## INFORMATION PROVIDED
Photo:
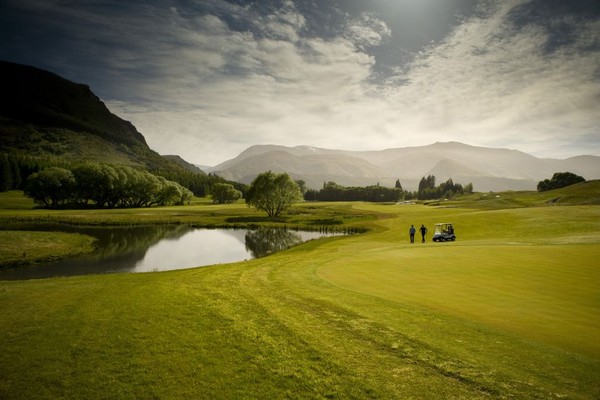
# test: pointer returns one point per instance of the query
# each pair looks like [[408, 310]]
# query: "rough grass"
[[509, 310], [21, 247]]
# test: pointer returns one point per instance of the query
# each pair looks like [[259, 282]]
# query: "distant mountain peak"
[[487, 168]]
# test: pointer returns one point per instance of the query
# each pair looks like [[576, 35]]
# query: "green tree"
[[559, 180], [273, 193], [225, 193], [51, 187]]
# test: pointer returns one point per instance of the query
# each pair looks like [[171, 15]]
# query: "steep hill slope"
[[45, 115]]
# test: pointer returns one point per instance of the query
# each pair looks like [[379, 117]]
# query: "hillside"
[[489, 169], [45, 115]]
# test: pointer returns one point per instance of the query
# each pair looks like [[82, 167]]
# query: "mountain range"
[[488, 169], [45, 115]]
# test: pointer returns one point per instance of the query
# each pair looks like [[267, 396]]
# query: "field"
[[509, 310]]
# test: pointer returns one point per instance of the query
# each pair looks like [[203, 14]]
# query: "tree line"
[[428, 191], [331, 191], [15, 169], [103, 186], [559, 180]]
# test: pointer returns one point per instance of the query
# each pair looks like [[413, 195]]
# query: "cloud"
[[367, 31], [208, 79], [493, 83]]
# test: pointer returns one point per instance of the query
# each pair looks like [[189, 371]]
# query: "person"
[[423, 232]]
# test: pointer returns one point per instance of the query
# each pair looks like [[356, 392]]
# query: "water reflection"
[[159, 248]]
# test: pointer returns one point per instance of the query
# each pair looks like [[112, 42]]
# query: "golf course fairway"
[[511, 310]]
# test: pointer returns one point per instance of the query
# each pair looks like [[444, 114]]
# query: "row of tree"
[[331, 191], [103, 186], [559, 180], [15, 169], [428, 191]]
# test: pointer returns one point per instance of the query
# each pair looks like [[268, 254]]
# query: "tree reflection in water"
[[264, 241]]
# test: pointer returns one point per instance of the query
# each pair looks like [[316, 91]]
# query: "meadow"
[[509, 310]]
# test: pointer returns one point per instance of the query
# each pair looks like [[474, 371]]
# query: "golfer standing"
[[423, 232]]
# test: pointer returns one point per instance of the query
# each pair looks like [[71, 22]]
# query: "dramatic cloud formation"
[[205, 80]]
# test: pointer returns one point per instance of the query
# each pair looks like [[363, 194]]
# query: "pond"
[[159, 248]]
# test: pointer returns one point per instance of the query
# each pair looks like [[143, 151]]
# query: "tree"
[[273, 193], [559, 180], [51, 187], [225, 193]]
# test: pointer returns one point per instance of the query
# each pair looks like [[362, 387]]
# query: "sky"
[[206, 79]]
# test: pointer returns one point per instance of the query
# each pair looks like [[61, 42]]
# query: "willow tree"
[[273, 193]]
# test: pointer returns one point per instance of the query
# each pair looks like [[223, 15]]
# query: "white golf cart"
[[443, 232]]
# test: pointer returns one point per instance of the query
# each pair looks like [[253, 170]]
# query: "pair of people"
[[412, 232]]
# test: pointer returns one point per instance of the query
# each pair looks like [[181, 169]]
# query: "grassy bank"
[[19, 247], [510, 310]]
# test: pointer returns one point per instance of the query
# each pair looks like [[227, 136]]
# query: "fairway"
[[509, 310]]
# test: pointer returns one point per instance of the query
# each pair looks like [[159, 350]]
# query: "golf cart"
[[443, 232]]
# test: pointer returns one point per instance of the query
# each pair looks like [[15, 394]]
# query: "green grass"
[[509, 310], [24, 247]]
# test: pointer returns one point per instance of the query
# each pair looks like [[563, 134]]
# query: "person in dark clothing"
[[423, 232]]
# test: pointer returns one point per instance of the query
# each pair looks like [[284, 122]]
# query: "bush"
[[559, 180]]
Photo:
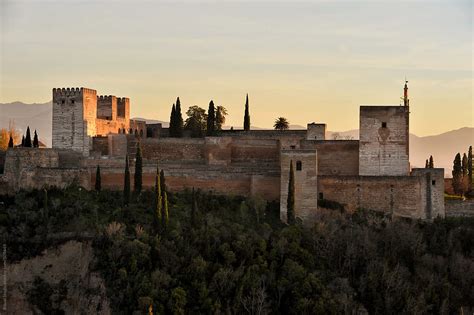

## REQUEST
Return every line of the rows above that contains the string "tree", treating uppercase and lowercase as different.

## PROBLEM SOLUTION
# query: "green tree"
# query: "tree line"
# query: "row of tree"
# query: "tree reflection in water"
# query: "tree"
# query: "willow tree"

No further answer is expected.